### STATED EXERCISE
Quote each line exactly, from the line that contains "Task: tag every instance of the man's short" down to the last line of the listing, and no other lines.

### EXERCISE DATA
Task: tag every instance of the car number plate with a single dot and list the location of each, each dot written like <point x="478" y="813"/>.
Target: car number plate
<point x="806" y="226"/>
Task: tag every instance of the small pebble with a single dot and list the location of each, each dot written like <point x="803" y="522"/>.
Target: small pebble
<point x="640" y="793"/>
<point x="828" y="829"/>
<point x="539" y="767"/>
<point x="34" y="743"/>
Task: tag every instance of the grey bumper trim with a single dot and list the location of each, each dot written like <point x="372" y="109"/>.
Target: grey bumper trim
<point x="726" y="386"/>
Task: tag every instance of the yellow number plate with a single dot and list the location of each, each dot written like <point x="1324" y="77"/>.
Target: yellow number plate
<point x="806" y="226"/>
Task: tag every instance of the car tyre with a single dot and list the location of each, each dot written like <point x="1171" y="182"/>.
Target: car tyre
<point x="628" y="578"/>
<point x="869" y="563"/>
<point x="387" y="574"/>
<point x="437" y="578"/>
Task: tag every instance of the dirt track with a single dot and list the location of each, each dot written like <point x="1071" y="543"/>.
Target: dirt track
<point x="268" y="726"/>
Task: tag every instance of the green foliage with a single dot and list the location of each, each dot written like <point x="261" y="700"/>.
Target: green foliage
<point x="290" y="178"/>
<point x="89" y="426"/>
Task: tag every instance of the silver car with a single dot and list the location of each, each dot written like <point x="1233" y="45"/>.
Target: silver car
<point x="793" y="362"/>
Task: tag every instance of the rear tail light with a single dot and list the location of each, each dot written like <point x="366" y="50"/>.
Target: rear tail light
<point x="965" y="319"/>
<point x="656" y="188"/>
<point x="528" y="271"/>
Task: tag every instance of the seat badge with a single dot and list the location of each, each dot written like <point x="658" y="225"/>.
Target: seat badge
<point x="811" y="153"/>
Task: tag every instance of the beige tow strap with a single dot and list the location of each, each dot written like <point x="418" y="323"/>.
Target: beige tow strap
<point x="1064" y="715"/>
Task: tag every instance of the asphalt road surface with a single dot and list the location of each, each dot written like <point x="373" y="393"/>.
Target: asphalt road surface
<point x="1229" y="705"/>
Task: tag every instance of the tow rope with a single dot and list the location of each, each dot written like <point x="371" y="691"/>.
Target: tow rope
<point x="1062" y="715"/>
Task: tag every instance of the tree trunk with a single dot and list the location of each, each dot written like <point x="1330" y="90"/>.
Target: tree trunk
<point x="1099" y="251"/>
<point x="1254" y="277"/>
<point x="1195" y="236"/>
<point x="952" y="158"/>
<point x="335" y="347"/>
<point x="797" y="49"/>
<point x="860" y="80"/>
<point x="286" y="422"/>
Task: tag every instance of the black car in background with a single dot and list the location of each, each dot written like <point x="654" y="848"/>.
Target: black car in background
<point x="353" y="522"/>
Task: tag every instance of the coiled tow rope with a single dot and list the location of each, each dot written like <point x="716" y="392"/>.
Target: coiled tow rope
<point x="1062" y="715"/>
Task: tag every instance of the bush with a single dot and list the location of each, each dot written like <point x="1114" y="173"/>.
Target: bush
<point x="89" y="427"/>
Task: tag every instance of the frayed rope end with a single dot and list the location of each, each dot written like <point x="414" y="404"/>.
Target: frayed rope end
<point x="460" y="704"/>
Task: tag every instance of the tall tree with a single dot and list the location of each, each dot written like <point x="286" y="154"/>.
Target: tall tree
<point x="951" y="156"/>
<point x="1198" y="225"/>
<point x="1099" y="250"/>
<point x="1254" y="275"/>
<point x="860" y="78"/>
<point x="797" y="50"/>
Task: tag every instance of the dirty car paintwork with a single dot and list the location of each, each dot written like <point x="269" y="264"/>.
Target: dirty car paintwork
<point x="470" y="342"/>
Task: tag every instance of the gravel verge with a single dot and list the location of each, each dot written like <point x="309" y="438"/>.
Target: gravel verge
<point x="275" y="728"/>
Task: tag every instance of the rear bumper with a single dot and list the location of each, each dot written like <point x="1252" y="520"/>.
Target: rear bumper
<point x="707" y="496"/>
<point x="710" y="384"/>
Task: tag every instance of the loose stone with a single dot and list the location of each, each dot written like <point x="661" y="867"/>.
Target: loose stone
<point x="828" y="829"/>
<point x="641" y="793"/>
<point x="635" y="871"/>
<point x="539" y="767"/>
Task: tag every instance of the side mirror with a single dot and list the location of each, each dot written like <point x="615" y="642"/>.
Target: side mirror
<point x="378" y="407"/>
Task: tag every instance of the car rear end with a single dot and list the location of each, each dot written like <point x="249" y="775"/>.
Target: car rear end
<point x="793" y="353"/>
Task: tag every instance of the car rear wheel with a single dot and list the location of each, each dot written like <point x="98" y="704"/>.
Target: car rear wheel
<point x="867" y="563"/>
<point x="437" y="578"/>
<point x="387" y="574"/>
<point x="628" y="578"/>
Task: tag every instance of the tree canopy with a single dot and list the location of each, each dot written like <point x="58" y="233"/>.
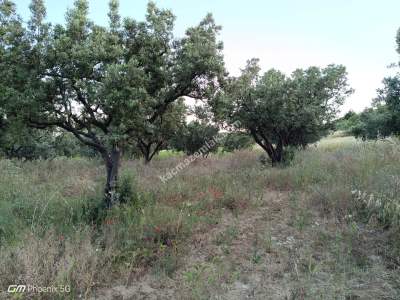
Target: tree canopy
<point x="279" y="110"/>
<point x="102" y="84"/>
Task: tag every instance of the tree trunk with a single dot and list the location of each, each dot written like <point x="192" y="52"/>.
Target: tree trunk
<point x="274" y="153"/>
<point x="112" y="167"/>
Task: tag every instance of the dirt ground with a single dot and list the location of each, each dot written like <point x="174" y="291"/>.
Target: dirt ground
<point x="264" y="252"/>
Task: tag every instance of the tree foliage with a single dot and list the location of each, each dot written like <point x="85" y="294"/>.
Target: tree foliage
<point x="102" y="84"/>
<point x="281" y="111"/>
<point x="155" y="136"/>
<point x="195" y="136"/>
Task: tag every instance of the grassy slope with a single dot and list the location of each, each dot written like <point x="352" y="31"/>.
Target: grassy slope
<point x="325" y="227"/>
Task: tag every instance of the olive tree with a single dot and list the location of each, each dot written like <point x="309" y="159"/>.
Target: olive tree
<point x="282" y="111"/>
<point x="103" y="84"/>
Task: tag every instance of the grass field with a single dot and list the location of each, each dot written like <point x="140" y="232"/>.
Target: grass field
<point x="325" y="227"/>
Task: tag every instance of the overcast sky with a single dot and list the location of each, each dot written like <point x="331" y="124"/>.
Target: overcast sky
<point x="284" y="34"/>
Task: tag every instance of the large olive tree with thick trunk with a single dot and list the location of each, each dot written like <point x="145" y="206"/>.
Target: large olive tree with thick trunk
<point x="103" y="84"/>
<point x="281" y="111"/>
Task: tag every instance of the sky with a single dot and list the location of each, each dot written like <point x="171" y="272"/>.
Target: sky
<point x="284" y="34"/>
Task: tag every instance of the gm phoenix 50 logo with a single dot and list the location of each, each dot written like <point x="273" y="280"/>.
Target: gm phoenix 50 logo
<point x="14" y="288"/>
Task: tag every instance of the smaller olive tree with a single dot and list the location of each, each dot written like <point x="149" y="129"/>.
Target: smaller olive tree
<point x="282" y="111"/>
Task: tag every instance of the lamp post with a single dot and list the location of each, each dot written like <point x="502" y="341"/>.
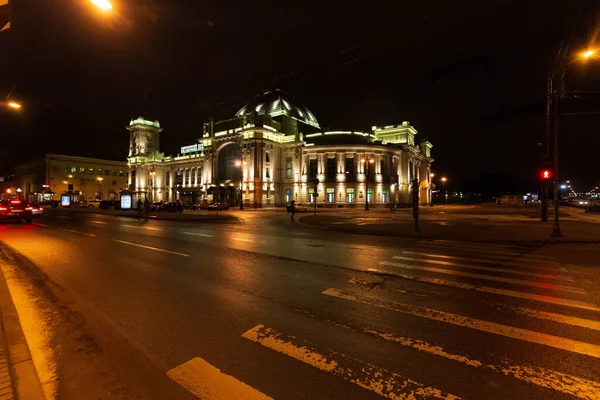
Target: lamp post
<point x="100" y="179"/>
<point x="555" y="96"/>
<point x="241" y="164"/>
<point x="366" y="163"/>
<point x="444" y="190"/>
<point x="152" y="175"/>
<point x="103" y="5"/>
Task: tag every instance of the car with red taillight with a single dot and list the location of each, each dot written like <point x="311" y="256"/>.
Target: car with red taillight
<point x="15" y="210"/>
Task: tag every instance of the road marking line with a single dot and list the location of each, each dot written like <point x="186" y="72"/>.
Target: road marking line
<point x="550" y="286"/>
<point x="80" y="233"/>
<point x="96" y="222"/>
<point x="384" y="383"/>
<point x="197" y="234"/>
<point x="490" y="251"/>
<point x="520" y="263"/>
<point x="487" y="289"/>
<point x="545" y="339"/>
<point x="547" y="378"/>
<point x="151" y="248"/>
<point x="563" y="319"/>
<point x="208" y="382"/>
<point x="494" y="269"/>
<point x="490" y="245"/>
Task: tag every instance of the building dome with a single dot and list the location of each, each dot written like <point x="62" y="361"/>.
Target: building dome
<point x="144" y="121"/>
<point x="275" y="103"/>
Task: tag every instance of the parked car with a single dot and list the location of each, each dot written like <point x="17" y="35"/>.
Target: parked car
<point x="157" y="206"/>
<point x="301" y="208"/>
<point x="37" y="210"/>
<point x="83" y="204"/>
<point x="200" y="206"/>
<point x="16" y="210"/>
<point x="218" y="206"/>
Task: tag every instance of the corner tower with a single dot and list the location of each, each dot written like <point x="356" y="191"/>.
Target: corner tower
<point x="143" y="136"/>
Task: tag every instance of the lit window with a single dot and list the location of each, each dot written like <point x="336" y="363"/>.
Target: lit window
<point x="350" y="195"/>
<point x="330" y="195"/>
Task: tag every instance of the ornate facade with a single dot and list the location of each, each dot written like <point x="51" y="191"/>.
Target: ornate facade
<point x="273" y="151"/>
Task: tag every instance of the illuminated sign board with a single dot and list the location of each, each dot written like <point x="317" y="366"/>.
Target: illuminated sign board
<point x="65" y="201"/>
<point x="193" y="148"/>
<point x="126" y="202"/>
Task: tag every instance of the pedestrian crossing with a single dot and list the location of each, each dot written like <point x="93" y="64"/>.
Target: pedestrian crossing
<point x="510" y="318"/>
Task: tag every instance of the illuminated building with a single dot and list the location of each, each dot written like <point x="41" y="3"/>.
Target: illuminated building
<point x="274" y="150"/>
<point x="45" y="178"/>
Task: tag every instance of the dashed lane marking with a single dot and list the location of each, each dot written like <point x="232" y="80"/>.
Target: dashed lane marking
<point x="531" y="264"/>
<point x="543" y="377"/>
<point x="556" y="342"/>
<point x="486" y="289"/>
<point x="491" y="250"/>
<point x="197" y="234"/>
<point x="563" y="319"/>
<point x="78" y="232"/>
<point x="151" y="248"/>
<point x="385" y="383"/>
<point x="550" y="286"/>
<point x="208" y="382"/>
<point x="482" y="268"/>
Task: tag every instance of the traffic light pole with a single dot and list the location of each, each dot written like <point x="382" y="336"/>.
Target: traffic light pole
<point x="556" y="226"/>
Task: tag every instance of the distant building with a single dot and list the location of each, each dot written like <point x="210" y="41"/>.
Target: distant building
<point x="272" y="151"/>
<point x="45" y="178"/>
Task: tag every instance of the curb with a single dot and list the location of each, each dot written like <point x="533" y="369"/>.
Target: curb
<point x="25" y="379"/>
<point x="547" y="241"/>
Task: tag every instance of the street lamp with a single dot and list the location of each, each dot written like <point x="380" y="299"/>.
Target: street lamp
<point x="102" y="4"/>
<point x="555" y="96"/>
<point x="371" y="161"/>
<point x="444" y="189"/>
<point x="152" y="174"/>
<point x="240" y="164"/>
<point x="100" y="179"/>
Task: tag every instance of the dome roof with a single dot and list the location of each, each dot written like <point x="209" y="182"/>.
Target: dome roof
<point x="144" y="121"/>
<point x="276" y="103"/>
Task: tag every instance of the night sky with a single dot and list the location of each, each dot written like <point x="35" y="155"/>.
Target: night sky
<point x="469" y="75"/>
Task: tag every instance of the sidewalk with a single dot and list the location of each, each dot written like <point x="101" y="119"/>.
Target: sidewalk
<point x="186" y="216"/>
<point x="18" y="377"/>
<point x="468" y="225"/>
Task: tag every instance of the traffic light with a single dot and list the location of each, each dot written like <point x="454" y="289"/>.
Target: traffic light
<point x="546" y="174"/>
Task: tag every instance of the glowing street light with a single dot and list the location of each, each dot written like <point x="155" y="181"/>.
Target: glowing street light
<point x="444" y="179"/>
<point x="588" y="53"/>
<point x="102" y="4"/>
<point x="371" y="161"/>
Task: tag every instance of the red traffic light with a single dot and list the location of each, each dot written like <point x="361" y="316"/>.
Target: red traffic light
<point x="546" y="174"/>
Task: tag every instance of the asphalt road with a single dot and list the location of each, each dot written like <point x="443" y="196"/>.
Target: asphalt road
<point x="270" y="307"/>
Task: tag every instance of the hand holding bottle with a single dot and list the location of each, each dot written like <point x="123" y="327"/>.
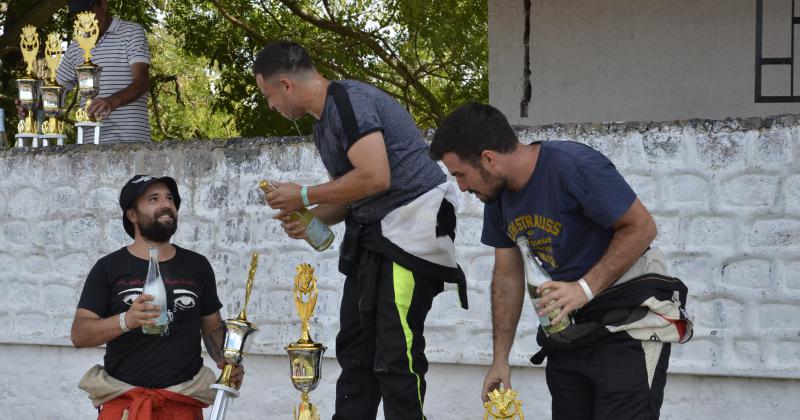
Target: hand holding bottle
<point x="300" y="223"/>
<point x="141" y="312"/>
<point x="293" y="227"/>
<point x="563" y="296"/>
<point x="285" y="196"/>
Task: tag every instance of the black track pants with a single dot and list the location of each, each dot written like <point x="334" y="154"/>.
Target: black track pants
<point x="621" y="379"/>
<point x="381" y="350"/>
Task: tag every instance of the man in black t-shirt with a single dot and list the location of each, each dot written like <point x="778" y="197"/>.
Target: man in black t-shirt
<point x="112" y="309"/>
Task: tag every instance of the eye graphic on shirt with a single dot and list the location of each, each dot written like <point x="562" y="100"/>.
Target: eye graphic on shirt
<point x="130" y="295"/>
<point x="184" y="299"/>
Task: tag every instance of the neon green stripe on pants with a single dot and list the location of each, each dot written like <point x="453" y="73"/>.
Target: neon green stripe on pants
<point x="403" y="291"/>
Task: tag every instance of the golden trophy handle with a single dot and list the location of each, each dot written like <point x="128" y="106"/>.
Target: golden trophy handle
<point x="29" y="45"/>
<point x="503" y="404"/>
<point x="305" y="298"/>
<point x="251" y="275"/>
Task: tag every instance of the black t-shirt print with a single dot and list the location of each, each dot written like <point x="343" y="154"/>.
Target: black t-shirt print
<point x="143" y="360"/>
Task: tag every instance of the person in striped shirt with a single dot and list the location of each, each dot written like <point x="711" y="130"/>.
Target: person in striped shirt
<point x="124" y="54"/>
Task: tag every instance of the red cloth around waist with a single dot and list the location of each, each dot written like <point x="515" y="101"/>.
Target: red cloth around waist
<point x="152" y="404"/>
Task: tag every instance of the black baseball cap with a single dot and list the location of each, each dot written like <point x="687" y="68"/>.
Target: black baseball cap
<point x="77" y="6"/>
<point x="135" y="187"/>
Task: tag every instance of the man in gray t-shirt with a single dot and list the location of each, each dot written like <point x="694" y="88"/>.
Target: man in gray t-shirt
<point x="400" y="226"/>
<point x="354" y="110"/>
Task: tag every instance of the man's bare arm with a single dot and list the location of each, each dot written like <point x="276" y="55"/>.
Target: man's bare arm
<point x="370" y="174"/>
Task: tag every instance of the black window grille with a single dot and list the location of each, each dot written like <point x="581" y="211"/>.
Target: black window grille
<point x="774" y="61"/>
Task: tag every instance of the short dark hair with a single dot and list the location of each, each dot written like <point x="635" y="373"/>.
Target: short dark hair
<point x="77" y="6"/>
<point x="282" y="57"/>
<point x="471" y="129"/>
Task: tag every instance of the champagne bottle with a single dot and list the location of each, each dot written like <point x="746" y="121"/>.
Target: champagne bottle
<point x="536" y="275"/>
<point x="3" y="134"/>
<point x="318" y="234"/>
<point x="154" y="286"/>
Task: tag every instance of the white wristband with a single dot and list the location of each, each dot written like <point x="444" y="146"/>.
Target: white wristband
<point x="122" y="324"/>
<point x="586" y="289"/>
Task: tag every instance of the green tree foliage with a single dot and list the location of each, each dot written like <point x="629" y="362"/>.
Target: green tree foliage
<point x="430" y="55"/>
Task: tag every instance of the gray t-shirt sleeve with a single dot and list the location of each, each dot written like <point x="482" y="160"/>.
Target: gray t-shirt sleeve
<point x="358" y="114"/>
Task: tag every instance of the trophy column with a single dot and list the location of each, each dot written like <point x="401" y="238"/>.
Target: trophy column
<point x="305" y="356"/>
<point x="86" y="32"/>
<point x="52" y="93"/>
<point x="28" y="88"/>
<point x="237" y="330"/>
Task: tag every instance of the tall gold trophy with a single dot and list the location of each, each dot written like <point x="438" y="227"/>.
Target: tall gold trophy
<point x="28" y="87"/>
<point x="86" y="32"/>
<point x="237" y="330"/>
<point x="503" y="404"/>
<point x="305" y="356"/>
<point x="52" y="92"/>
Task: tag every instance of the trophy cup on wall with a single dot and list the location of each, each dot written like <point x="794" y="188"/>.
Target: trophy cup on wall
<point x="237" y="330"/>
<point x="28" y="88"/>
<point x="305" y="356"/>
<point x="86" y="32"/>
<point x="52" y="92"/>
<point x="503" y="404"/>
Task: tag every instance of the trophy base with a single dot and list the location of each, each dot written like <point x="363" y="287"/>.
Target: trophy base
<point x="81" y="125"/>
<point x="224" y="396"/>
<point x="234" y="393"/>
<point x="21" y="137"/>
<point x="58" y="138"/>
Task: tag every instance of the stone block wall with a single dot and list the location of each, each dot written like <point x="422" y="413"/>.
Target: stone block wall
<point x="725" y="196"/>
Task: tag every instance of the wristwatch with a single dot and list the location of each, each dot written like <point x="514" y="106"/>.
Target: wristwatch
<point x="122" y="324"/>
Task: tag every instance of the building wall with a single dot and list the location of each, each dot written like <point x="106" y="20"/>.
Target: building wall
<point x="636" y="60"/>
<point x="725" y="195"/>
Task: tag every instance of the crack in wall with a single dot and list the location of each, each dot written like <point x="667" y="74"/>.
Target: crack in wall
<point x="526" y="69"/>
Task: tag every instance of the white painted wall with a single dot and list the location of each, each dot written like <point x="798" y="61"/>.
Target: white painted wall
<point x="637" y="60"/>
<point x="725" y="194"/>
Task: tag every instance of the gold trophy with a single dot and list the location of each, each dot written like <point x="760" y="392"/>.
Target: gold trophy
<point x="305" y="356"/>
<point x="28" y="87"/>
<point x="237" y="330"/>
<point x="503" y="404"/>
<point x="52" y="92"/>
<point x="86" y="31"/>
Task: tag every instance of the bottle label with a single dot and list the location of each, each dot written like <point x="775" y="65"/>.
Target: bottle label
<point x="317" y="232"/>
<point x="544" y="320"/>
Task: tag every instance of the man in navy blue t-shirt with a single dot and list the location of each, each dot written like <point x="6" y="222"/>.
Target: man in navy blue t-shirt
<point x="586" y="225"/>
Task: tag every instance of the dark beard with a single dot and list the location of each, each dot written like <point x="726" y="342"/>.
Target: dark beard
<point x="156" y="231"/>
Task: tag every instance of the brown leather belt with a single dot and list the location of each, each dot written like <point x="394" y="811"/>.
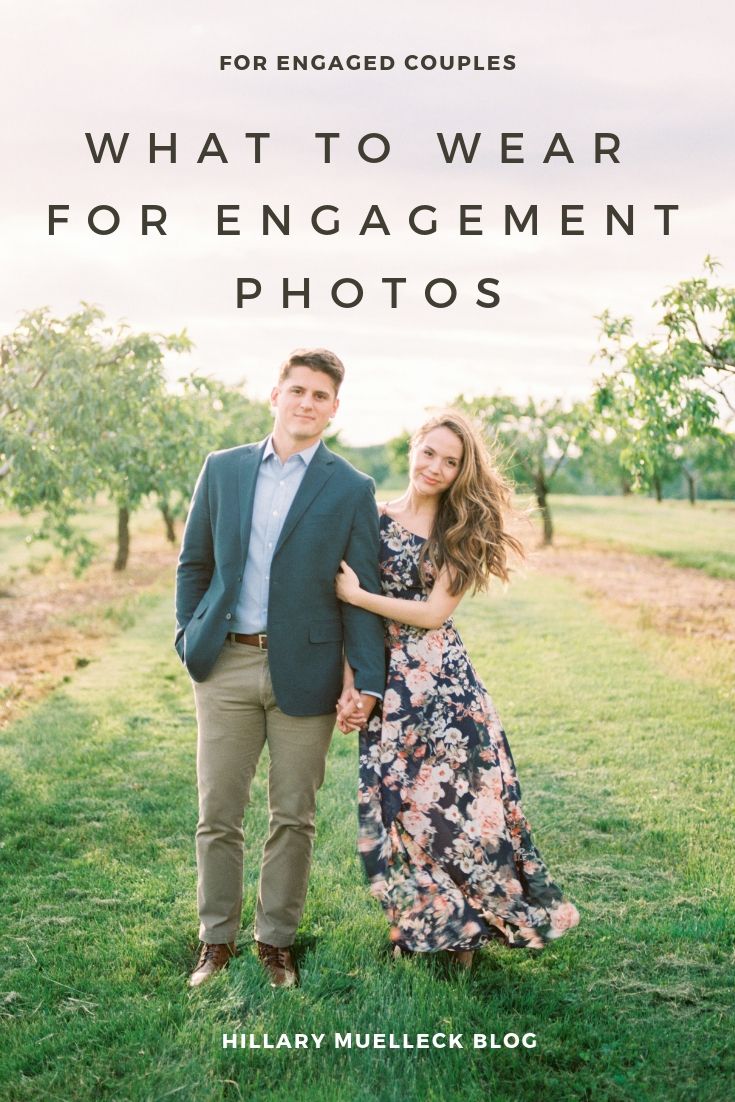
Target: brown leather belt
<point x="251" y="640"/>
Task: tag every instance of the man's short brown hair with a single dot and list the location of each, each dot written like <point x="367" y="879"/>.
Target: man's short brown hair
<point x="317" y="359"/>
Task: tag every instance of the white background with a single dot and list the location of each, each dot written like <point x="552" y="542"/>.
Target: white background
<point x="659" y="75"/>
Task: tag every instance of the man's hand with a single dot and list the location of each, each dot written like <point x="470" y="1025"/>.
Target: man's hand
<point x="354" y="710"/>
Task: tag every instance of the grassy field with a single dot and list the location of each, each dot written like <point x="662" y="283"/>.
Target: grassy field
<point x="702" y="536"/>
<point x="626" y="765"/>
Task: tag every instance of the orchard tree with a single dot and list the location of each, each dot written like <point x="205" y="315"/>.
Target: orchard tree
<point x="83" y="410"/>
<point x="673" y="387"/>
<point x="203" y="416"/>
<point x="534" y="439"/>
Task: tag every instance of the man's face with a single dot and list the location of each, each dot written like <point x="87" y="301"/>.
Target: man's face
<point x="303" y="403"/>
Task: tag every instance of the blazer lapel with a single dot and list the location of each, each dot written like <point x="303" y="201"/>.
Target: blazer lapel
<point x="317" y="473"/>
<point x="247" y="479"/>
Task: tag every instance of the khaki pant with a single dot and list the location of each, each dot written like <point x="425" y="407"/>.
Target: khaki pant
<point x="237" y="714"/>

### RESULT
Task: tag every instance of the man's short brown hair with a single dot and list the location of each, each dot written like <point x="367" y="879"/>.
Target: man's short brown hair
<point x="317" y="359"/>
Task: tag every instance of the white background with a single dot and list the location of each, each dot written like <point x="552" y="542"/>.
Target: white background
<point x="659" y="75"/>
Task: tag every instance of the man's hand with a single dot and list the location of each, each dot written like <point x="470" y="1025"/>.
Target: man's hand
<point x="354" y="710"/>
Task: tag every instance of the grassy field with a single dot and list the location of each, each dot written like <point x="662" y="283"/>.
Target: grassy field
<point x="702" y="536"/>
<point x="626" y="765"/>
Task: tag every instance of the orchard tree with a single dot and list the location of each, each dot written like <point x="205" y="315"/>.
Target: orchard tree
<point x="83" y="410"/>
<point x="673" y="387"/>
<point x="203" y="416"/>
<point x="534" y="439"/>
Task: tag every instance of the man's face with a single dot and list the location of each, each dot written like <point x="87" y="301"/>.
Target: man's face
<point x="303" y="403"/>
Task: tag every instance of the blazer lapel with a single dot and list the location of each, each dot written like <point x="303" y="201"/>.
Target: blazer lapel
<point x="317" y="473"/>
<point x="247" y="479"/>
Task: tag every instance of the khaki pant with a single dot and list the location of each, each dot written like <point x="425" y="407"/>.
Target: khaki pant
<point x="237" y="714"/>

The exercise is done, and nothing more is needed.